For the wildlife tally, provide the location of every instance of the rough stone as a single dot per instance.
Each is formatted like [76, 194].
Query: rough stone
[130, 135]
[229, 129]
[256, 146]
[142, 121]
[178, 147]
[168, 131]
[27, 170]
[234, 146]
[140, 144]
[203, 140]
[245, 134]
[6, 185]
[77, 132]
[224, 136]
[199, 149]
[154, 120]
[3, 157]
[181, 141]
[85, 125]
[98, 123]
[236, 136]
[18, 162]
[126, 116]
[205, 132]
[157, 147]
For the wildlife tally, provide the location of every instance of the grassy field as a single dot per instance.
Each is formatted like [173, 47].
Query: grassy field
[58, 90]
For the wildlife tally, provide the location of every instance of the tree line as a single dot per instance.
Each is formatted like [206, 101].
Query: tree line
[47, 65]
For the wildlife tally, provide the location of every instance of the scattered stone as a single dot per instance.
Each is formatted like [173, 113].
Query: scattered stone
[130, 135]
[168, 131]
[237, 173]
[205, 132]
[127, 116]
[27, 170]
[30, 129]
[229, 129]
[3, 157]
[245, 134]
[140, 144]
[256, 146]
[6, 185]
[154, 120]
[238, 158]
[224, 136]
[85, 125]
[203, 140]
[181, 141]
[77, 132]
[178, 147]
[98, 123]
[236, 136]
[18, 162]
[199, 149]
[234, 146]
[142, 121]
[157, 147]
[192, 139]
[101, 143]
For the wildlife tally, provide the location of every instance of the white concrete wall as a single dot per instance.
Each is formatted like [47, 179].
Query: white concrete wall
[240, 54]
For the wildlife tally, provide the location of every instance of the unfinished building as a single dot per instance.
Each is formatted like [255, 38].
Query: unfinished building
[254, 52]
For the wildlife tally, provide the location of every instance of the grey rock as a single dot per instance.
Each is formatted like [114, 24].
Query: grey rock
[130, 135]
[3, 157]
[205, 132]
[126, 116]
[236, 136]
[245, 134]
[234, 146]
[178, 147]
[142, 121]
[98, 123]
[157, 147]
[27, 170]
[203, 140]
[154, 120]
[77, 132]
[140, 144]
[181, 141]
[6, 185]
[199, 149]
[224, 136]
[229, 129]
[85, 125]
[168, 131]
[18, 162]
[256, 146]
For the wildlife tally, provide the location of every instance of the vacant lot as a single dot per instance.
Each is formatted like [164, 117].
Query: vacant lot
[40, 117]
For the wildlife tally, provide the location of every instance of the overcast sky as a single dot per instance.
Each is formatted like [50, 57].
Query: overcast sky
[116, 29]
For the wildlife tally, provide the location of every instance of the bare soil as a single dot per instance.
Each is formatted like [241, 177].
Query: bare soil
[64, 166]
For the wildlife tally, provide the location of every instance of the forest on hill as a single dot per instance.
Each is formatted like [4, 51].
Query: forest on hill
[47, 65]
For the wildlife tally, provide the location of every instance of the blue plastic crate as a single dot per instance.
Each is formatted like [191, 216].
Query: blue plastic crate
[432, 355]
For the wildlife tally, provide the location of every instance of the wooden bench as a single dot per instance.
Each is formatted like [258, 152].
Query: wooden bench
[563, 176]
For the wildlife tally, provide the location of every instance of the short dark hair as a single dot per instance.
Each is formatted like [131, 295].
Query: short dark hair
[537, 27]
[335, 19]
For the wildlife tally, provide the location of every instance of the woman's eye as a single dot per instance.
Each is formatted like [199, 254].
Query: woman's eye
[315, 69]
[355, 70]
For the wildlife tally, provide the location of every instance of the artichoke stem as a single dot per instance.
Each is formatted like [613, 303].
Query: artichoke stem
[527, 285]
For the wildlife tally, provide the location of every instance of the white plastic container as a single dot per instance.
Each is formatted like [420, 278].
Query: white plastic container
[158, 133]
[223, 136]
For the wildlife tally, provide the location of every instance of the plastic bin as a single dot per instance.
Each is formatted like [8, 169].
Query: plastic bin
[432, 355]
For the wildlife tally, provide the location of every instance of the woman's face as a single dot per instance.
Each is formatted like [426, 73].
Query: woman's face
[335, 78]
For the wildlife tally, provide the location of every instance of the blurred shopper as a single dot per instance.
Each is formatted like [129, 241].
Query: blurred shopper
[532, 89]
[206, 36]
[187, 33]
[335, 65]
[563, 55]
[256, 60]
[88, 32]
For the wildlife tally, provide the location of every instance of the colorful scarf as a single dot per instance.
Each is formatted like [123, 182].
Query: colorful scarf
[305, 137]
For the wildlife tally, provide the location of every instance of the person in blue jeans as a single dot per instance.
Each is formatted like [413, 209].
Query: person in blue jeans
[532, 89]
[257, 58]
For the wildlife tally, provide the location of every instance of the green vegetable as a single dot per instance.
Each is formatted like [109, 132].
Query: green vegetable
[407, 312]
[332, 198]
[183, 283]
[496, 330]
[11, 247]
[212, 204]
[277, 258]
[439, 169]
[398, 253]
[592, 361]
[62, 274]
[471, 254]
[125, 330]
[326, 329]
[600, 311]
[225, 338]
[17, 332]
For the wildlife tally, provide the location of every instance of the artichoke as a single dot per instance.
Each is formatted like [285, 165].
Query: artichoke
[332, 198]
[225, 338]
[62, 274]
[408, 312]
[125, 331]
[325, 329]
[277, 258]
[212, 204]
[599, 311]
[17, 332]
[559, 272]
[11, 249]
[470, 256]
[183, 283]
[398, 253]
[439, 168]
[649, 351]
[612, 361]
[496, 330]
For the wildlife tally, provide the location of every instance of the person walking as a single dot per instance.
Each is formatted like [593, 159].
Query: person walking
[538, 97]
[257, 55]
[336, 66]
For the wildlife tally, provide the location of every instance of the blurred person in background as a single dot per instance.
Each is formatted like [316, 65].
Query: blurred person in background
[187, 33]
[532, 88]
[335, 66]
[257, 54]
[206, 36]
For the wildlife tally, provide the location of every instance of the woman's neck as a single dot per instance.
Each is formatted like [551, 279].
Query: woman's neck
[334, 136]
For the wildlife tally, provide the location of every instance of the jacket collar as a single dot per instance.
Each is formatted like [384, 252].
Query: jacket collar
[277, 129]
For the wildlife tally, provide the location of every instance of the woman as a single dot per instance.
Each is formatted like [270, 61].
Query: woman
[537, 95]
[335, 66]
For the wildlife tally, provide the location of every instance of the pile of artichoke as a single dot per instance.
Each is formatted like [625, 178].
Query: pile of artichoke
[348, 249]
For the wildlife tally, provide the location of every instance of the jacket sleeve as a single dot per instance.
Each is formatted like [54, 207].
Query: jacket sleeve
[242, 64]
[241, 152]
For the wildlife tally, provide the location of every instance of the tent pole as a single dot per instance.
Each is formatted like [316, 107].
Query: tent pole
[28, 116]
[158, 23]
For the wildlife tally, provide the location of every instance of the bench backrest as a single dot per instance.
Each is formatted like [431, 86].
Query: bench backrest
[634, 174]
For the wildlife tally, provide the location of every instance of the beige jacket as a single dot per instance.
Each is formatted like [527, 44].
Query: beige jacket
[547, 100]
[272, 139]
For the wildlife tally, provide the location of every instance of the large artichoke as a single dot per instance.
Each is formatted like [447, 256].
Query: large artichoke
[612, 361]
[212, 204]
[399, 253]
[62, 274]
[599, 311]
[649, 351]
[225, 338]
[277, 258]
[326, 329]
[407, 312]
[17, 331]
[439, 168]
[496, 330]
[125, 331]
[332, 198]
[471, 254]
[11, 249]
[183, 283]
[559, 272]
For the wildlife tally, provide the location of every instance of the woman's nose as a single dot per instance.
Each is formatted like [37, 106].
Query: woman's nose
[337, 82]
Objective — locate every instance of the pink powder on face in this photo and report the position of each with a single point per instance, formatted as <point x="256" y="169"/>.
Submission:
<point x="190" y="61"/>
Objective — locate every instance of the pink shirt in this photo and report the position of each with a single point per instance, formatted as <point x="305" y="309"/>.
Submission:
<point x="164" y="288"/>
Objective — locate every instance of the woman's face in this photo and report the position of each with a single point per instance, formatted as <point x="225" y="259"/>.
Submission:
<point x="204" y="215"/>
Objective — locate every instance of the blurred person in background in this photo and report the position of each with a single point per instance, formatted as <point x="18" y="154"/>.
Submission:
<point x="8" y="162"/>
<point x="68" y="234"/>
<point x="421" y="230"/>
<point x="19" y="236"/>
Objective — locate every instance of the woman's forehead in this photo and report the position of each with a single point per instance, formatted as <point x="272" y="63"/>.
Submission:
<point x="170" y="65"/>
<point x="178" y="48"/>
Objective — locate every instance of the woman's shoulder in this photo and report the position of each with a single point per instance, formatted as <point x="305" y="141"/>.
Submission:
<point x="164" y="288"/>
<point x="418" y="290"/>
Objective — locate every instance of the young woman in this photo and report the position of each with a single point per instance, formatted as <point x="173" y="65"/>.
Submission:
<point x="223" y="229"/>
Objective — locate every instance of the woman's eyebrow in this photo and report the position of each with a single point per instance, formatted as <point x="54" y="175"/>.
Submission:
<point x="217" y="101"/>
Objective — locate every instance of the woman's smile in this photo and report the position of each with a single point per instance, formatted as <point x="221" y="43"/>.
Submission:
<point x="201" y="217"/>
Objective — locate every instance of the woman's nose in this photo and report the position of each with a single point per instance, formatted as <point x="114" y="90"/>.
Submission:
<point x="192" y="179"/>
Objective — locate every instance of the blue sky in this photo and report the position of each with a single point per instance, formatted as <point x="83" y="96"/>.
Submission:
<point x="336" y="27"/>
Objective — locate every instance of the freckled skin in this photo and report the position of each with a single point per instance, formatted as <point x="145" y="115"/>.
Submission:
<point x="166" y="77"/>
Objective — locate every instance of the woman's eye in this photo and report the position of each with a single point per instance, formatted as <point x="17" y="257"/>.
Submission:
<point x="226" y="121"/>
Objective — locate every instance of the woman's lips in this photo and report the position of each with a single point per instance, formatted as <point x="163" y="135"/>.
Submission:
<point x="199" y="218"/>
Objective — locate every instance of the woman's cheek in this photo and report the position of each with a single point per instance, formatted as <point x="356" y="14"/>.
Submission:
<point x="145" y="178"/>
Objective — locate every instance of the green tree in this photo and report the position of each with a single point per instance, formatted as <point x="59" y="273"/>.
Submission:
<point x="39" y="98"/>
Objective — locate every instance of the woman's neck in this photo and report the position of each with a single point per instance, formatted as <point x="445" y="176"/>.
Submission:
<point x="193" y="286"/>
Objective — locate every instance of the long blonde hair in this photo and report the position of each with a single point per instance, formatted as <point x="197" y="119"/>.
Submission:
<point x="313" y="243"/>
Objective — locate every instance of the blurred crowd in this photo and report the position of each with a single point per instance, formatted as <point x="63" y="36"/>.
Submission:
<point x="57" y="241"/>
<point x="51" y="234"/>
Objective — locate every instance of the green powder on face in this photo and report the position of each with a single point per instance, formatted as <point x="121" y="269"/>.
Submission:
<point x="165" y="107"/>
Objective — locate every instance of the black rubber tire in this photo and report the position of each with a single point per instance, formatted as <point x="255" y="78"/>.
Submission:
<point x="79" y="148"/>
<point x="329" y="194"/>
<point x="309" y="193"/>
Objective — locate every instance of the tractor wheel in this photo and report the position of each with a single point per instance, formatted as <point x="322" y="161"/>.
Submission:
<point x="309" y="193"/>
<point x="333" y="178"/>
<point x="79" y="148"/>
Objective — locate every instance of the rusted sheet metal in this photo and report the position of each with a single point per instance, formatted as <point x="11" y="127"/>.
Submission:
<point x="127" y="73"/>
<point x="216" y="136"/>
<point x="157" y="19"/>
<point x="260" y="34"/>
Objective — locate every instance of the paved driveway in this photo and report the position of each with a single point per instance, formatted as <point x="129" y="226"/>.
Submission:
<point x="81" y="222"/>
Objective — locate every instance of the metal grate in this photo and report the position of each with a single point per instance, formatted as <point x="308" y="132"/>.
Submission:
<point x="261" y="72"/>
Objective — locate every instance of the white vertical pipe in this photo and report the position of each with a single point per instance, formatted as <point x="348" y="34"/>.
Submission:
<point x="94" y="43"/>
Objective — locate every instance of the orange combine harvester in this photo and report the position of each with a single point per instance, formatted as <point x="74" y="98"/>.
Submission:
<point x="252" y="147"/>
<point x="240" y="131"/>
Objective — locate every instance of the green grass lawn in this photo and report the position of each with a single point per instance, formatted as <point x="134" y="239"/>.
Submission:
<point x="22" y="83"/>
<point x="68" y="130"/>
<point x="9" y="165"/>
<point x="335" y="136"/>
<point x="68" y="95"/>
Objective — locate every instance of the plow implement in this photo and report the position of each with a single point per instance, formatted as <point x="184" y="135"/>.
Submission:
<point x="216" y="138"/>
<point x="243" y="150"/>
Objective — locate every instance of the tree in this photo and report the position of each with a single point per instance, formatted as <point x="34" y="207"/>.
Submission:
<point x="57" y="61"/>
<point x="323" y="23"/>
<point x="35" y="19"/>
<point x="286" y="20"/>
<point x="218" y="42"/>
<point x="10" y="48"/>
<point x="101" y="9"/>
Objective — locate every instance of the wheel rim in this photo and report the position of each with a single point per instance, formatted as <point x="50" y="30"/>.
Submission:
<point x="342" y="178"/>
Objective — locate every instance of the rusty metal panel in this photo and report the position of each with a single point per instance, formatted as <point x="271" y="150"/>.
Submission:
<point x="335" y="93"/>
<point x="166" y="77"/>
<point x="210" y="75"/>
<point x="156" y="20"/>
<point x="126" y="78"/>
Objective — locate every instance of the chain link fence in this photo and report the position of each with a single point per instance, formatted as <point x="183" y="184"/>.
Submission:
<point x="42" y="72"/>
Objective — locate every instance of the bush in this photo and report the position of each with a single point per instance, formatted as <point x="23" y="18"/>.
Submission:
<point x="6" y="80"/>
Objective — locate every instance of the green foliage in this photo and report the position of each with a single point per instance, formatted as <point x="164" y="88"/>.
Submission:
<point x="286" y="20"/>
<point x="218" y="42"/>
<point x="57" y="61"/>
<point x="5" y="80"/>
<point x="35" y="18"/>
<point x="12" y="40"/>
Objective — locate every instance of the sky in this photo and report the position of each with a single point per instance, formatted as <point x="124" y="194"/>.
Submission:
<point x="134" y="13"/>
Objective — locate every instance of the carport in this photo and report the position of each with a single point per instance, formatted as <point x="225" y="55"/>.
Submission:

+ + + +

• _Work instruction_: Reproduce verbatim only this range: the first line of the material through the line that contains "Each is formatted like [76, 194].", inclusive.

• _Answer below_:
For the wildlife tally, provide the location of every instance of the rough stone as a single dot per instance.
Each is formatted like [76, 194].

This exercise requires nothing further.